══ Extrait de page ══

Comme d’habitude, la reproduction d’une ville et du quotidien japonais à eux seuls valent le détour : konbini du coin, club SEGA, bar à hôtesse, salarymen pressés et maids : toute la panoplie du parfait « gaijin au Japon » est présente. La majeure partie du jeu se déroulera donc à Yokohama, mais que les habitués se rassurent : les pérégrinations de notre héros vous feront revenir à Kamurochô, là où tout a commencé.
Si l’objectif est toujours de bastonner des yakuza, le scénario du jeu part sur les chapeaux de roues et prend assez rapidement des ramifications à n’en plus finir, malgré un rythme de jeu qui retombe légèrement passé les 10 premières heures, pour revenir plus fort ensuite. La mise en scène des dialogues n’est pas en reste, avec des passages vraiment classes, et un doublage comme d’habitude aux petits oignons (même si l’on aura pas droit à Takeshi Kitano cette fois….). On regrettera cependant l’absence de doublage intégral (certains passages étant essentiellement textuels) et quelques transitions un peu abruptes entre chaque scène. Soulignons d’ailleurs la traduction française de très bonne facture.
Like a Dragon Quest
La thématique de la rédemption étant centrale dans cette épisode, chacun de nos héros aura sa bonne raison de chercher à se réhabiliter aux yeux de la société. A ce titre, notre héro Ichiban fait d’ailleurs très « Yakuza raté », tant son envie de gravir les échelons dans la pègre japonaise détonne avec sa candeur digne d’un Luffy au chapeau de paille.
Comme dans tout bon JRPG qui se respecte, notre héros ne sera pas seul mais va faire équipe avec toute sortes d’alliés : de l’ex flic revanchard un peu trop porté sur la bouteille au SDF qui a tout perdu, en passant par l’hôtesse adepte de kung-fu, Yakuza 7 vous fera découvrir une facette méconnue mais pour le moins insolite de l’archipel nippon. Vous l’aurez compris, la galerie des personnages est encore une fois haute en couleurs. Attendez-vous d’ailleurs à des moments purement « shônen », à base de grosses bastons sous fond de pouvoir de l’amitié. Et les ennemis ne sont pas en reste. Dans Like a Dragon, vous ne croiserez pas la route de dragons, d’elfes ou de « slimes » façon Dragon Quest. Non, ici, il s’agira plutôt de se taper avec des yakuza bien veners, des salarymen un peu trop éméchés, des exhibitionnistes ou même des sdf en sac poubelle. La ville de Yokohama ressemble ici plus à un défilé des pires détraqués du pays du soleil levant qu’à la ville dortoir plutôt paisible qu’elle est en réalité. Ne croyez pas pour autant que le jeu se résume à la blague : derrière des ennemis et des attaques plus loufoques les unes que les autres, allant de l’attaque de pigeons façon « les oiseaux » d’Hitchcock à la pose sexy sensée charmer vos adversaires pour mieux leur mettre votre batte dans la tronche, se cache un système de combat classique mais solide sur ses appuis. Combats au au tour par tour, dans la plus pure tradition des Dragon Quest, avec quelques bonnes trouvailles pour dynamiser l’ensemble, comme le système de garde ou attaques parfaites qui vous demandera d’appuyer sur la touche Y ou A (sur Xbox) dans le bon timing. On notera tout de même un pathfinding qui aura tendance à partir assez souvent aux fraises, ce qui peut agacer, mais n’aura heureusement pas de répercussion sur l’issue du combat.

═══
══ Données enregistrées ══

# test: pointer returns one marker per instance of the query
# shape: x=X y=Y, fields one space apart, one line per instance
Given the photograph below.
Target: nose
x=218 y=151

═══

→ **Travail à faire**
1. Répondez brièvement à ces questions sur l'article sur Yakuza 7 :
(a) Dans quelle ville se passe la plus grande partie du jeu ?
(b) Quel thème est au centre de cet épisode ?
(c) Sur Xbox, quelles touches faut-il presser au bon moment pour la garde ou les attaques parfaites ?
2. Poursuivez l'article sur Yakuza 7 après sa dernière phrase.

→ **Résultats**
1.
(a) À Yokohama.
(b) La rédemption.
(c) La touche Y ou la touche A.

2.
Côté personnalisation, il sera possible d’attribuer une classe et un rôle précis à chaque protagoniste: un simple passage à Hello Work (le pôle emploi japonais) vous permettra ainsi de passer de « Héros » à « SDF » en passant par « Idol ». ou « CRS ». Bien entendu, chaque classe aura ses propres attributs (mage, soigneur, DPS…), équipements, et vous donnera accès à certaines techniques et capacités passives.
« Pas plus haut que le bord »
Un scénario très sérieux façon film de Kitano et des quêtes annexes totalement absurdes, voilà ce qui fait le sel d’un bon Yakuza. Et si les combats restent le cœur du jeu, Yakuza 7 garde ce côté « shenmuesque » propre à la série. Si on ne vous demandera pas d’aller soulever des palettes ou conduire un Fenwick à l’usine (quoiqu’un certain passage du début du jeu y fait fortement penser « no spoil »), les activités annexes sont à nouveau de la partie, et débordent de partout.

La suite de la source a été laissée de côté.